■ **Directions**:
Extend the Chips Way company history below from the point where it stops, beginning after its last sentence.

■ **Supplied passage**:
Food manufacturing company in Serbia

Chips Way is a potato chips company was established in 1971 in Čačak, Serbia.

== History ==
The company was established in 1971 in Čačak, Serbia, then part of the Socialist Federal Republic of Yugoslavia. It was constructed as the first and only domestic potato chip factory in the country. Under the socialized economy, it operated as a primary processor of agricultural goods from the surrounding Moravica District, quickly making its primary product, Čačanski čips, a household name across the Yugoslav republics.

=== Privatization and financial distress ===
Following the breakup of Yugoslavia and economic transitions in Serbia, the state-owned enterprise underwent structural changes. It was eventually privatized, operating under corporate umbrellas like Slap Group. However, the company faced prolonged financial mismanagement and unstable market shifts. These issues culminated in severe liquidity crises, and the factory entered official bankruptcy proceedings in 2012, temporarily halting production and threatening the local agricultural network that relied on its supply chain.

■ **Records shown**:
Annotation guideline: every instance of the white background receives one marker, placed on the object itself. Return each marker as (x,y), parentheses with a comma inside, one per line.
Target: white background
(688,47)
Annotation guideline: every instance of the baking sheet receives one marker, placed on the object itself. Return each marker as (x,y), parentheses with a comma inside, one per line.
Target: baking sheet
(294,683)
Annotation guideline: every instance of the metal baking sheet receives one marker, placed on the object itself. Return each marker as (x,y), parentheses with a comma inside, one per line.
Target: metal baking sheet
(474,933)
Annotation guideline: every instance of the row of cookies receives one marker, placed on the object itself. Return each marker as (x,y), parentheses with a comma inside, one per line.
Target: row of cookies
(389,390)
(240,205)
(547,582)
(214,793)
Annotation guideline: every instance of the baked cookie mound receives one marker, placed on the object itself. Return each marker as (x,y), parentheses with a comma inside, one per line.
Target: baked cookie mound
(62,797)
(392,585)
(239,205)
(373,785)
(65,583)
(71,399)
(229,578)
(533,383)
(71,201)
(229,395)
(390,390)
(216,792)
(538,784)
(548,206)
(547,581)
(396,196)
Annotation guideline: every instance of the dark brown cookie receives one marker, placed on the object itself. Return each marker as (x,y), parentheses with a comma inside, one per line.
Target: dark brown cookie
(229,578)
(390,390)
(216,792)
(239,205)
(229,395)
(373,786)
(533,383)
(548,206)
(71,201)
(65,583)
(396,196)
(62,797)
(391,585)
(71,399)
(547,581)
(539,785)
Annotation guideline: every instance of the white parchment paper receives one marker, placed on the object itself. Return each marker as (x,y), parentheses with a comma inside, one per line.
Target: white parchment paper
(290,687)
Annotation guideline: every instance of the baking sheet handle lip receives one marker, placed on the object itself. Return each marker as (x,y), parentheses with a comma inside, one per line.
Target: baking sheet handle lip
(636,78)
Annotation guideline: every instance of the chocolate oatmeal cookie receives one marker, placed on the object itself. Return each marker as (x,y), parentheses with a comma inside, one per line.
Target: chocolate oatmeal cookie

■ **Response to the task**:
=== Consortia rescue and modern era ===
In 2013, a consortium of domestic investors purchased the assets out of bankruptcy, renaming and restructuring the business into Chips Way d.o.o. This revival brought much-needed technological updates to the Čačak facility. By 2022, major regional conglomerates, including Integral Venture Partners and the Nelt Group, acquired ownership stakes in the company. This institutional backing launched a €20 million investment cycle, completed between 2022 and 2024. The expansion added fully automated packaging lines, upgraded to sustainable infrastructure via 1,000 factory-roof solar panels and expanded industrial export distribution to more than 10 European markets.

== Operations and export markets ==
Chips Way supplies its products across a domestic network in Serbia and exports to over 10 European nations. While its primary manufacturing facility and agricultural supply chain of 450 hectares are located in Serbia, the company utilizes regional distributors—including the co-owning Nelt Group—to supply international grocery markets in Montenegro, Bosnia and Herzegovina, North Macedonia, Croatia, Slovenia, Romania, Hungary, Bulgaria and Moldova.